SUPPLIED ENTRIES –
□ □ □ □ □

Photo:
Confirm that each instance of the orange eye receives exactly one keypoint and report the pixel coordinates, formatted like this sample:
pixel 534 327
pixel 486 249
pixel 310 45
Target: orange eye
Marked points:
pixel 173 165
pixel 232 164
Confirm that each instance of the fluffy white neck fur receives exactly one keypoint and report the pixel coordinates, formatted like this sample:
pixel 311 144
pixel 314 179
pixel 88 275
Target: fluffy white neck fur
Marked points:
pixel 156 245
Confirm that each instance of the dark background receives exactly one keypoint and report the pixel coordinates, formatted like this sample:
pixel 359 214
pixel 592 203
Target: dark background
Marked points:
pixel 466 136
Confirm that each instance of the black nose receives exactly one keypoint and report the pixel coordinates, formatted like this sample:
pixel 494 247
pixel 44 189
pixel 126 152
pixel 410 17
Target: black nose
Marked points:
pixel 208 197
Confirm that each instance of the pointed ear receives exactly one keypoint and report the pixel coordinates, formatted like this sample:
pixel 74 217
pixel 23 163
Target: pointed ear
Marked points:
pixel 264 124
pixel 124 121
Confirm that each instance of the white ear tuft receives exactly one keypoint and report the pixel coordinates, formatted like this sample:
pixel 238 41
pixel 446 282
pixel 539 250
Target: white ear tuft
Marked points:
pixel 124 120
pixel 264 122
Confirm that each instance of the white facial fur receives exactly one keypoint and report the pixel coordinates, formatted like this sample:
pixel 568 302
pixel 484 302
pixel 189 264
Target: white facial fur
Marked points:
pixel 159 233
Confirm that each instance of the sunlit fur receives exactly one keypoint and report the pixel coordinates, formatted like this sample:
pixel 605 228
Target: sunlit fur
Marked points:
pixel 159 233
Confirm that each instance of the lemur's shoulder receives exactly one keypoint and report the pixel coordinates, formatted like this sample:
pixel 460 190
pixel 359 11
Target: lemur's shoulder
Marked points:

□ □ □ □ □

TASK PROMPT –
Copy out all of the items above line for line, changing nothing.

ANSWER TO THIS TASK –
Photo:
Confirm that each instance of the orange eye receives exactly one keypoint and report the pixel coordinates, formatted like this sample:
pixel 534 327
pixel 486 249
pixel 310 45
Target: orange eye
Marked points:
pixel 173 165
pixel 232 164
Confirm that each instance of the fluffy white neck fur receives exactly one keypoint and report the pixel coordinates, formatted like this sample:
pixel 311 144
pixel 314 179
pixel 88 275
Target: fluffy white neck fur
Marked points:
pixel 156 245
Confirm that each instance of the dark background receives exactly one keypoint and report the pixel coordinates, formatted like this sample:
pixel 359 214
pixel 592 203
Target: dark background
Marked points:
pixel 466 136
Confirm that each instance of the black nose receives exactly one keypoint and report the pixel coordinates, formatted like this sample:
pixel 494 247
pixel 44 189
pixel 126 152
pixel 410 17
Target: black nose
Marked points:
pixel 208 197
Confirm that each instance of the pointed ear receives exactly one keypoint and report the pixel coordinates, formatted like this sample:
pixel 74 217
pixel 23 163
Target: pointed ear
Marked points:
pixel 264 124
pixel 124 121
Confirm that each instance of the white ear tuft receives exactly one keypoint and report the pixel coordinates, formatted like this sample:
pixel 238 41
pixel 446 282
pixel 539 250
Target: white ear tuft
Marked points:
pixel 124 120
pixel 264 122
Confirm that each instance of the white facial fur receives exactly one keypoint and report the pixel coordinates, formatted like this sample:
pixel 568 302
pixel 484 302
pixel 189 264
Target: white facial fur
Marked points:
pixel 159 233
Confirm that each instance of the sunlit fur receives exactly one keypoint and report the pixel coordinates, formatted like this sample:
pixel 605 228
Target: sunlit fur
Marked points:
pixel 159 233
Confirm that each instance of the lemur's shoulder receives exactly one keypoint and report the pixel coordinates, formatted like this sample:
pixel 460 190
pixel 359 11
Target: lemur's shoulder
Marked points:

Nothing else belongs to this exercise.